:: Task inputs

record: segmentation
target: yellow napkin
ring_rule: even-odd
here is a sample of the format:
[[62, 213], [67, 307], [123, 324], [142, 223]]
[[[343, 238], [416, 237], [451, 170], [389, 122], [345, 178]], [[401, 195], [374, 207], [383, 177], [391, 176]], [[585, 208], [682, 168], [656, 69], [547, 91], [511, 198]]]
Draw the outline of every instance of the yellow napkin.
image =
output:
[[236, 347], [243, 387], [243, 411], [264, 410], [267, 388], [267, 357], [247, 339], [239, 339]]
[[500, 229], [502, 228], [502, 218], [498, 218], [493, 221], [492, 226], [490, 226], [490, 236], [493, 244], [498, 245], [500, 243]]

::::

* _Directions for this task_: Where in the entries does the word "yellow" occur? Copy out each line that has it.

* _Written reply_:
target: yellow napkin
Draw the outline of every instance of the yellow napkin.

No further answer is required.